## Problem description
Every line of the data that contains the string "knot" must be copied.

## Exercise input
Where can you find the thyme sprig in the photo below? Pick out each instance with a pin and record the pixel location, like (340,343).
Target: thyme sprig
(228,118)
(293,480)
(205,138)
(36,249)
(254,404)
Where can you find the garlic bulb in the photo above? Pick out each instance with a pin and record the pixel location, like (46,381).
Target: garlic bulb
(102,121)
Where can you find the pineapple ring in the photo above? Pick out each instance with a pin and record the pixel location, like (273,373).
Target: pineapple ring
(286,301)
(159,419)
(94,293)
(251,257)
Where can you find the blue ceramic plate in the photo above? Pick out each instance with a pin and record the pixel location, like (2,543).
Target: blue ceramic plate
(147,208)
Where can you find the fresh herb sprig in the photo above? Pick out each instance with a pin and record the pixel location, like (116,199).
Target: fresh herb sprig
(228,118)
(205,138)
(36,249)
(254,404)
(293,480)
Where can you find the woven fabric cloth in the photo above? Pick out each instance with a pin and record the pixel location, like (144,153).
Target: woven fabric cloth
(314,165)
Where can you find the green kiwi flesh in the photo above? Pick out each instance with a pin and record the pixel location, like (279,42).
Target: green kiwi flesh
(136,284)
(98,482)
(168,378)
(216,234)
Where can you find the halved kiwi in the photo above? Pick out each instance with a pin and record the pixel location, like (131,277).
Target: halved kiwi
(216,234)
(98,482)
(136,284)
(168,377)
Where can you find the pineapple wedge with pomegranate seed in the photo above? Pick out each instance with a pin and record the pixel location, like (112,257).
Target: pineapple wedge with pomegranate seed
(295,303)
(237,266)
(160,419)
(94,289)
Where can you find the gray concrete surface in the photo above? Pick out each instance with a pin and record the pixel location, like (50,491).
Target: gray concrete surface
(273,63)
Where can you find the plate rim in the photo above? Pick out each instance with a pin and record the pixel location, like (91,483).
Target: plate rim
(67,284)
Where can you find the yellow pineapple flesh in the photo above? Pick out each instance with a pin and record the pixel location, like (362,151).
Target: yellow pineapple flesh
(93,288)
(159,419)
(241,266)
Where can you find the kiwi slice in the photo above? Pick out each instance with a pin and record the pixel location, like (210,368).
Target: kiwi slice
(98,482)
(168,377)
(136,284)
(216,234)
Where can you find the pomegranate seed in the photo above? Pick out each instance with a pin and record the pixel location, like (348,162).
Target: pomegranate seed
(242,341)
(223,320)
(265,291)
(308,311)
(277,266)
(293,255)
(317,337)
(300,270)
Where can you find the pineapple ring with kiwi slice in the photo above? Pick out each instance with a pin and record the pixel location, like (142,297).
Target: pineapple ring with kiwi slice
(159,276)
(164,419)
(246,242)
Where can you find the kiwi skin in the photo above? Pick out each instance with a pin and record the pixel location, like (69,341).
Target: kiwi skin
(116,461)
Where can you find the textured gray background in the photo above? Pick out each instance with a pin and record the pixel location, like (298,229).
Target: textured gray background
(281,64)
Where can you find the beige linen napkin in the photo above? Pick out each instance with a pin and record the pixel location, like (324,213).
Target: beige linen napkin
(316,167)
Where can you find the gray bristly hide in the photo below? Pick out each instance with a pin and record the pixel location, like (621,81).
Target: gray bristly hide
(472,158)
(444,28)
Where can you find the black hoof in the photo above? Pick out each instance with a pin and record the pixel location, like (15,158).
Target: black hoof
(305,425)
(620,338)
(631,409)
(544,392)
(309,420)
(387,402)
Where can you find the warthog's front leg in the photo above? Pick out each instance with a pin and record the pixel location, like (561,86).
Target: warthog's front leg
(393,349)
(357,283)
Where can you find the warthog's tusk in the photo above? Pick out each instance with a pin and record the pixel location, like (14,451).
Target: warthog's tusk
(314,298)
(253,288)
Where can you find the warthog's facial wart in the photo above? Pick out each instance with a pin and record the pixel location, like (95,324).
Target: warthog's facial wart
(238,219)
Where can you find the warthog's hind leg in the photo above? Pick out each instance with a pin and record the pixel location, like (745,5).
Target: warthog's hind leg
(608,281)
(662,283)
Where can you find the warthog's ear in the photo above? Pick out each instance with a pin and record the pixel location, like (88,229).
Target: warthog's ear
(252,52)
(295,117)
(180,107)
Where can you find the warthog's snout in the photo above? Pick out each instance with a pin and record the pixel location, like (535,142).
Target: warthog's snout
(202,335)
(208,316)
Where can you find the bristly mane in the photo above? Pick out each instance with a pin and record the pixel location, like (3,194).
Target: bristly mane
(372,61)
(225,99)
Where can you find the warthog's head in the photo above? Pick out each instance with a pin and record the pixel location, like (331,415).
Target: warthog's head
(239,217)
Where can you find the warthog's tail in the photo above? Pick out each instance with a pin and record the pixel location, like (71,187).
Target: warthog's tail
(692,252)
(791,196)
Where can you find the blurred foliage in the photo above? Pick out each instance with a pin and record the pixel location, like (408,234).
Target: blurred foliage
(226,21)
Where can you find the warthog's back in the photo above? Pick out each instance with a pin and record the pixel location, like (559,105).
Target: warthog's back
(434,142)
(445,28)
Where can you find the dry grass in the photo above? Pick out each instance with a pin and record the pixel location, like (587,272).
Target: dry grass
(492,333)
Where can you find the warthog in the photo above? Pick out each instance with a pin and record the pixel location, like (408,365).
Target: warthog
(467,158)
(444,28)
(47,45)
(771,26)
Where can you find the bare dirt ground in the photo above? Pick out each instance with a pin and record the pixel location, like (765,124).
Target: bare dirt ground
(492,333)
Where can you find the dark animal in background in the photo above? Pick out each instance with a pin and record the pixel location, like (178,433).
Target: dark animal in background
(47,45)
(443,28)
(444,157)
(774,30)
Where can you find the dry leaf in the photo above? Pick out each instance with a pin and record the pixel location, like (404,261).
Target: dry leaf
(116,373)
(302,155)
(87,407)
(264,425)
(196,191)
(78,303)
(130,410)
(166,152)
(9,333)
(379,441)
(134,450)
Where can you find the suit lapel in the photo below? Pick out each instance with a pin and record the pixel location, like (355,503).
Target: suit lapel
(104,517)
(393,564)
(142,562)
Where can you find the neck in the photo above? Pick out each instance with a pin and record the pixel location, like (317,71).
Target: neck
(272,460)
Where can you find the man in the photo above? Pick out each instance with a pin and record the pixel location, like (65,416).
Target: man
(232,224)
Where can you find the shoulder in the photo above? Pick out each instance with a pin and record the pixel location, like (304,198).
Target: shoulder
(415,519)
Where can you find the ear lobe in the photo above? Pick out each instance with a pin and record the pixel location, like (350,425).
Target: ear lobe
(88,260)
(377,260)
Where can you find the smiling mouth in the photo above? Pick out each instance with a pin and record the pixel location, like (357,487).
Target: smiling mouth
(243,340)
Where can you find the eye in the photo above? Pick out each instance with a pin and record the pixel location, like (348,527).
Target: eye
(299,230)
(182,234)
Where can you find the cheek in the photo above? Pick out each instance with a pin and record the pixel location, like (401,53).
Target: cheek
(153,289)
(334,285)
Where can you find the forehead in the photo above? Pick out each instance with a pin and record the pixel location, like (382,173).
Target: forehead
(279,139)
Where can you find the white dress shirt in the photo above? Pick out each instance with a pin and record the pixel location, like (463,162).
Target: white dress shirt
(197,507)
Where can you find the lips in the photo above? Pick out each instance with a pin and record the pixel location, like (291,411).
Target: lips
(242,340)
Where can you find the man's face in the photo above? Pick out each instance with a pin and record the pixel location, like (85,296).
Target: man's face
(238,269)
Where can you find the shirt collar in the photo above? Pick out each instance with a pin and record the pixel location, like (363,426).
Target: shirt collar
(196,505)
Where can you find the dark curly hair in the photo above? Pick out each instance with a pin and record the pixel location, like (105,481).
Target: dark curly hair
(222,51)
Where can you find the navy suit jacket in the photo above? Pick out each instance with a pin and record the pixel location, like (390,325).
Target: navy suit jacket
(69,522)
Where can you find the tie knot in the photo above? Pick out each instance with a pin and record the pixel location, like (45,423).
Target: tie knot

## Exercise solution
Where can you find the tie knot in the photo above? Pick out each instance with a pin and record the pixel location, like (45,423).
Target: tie knot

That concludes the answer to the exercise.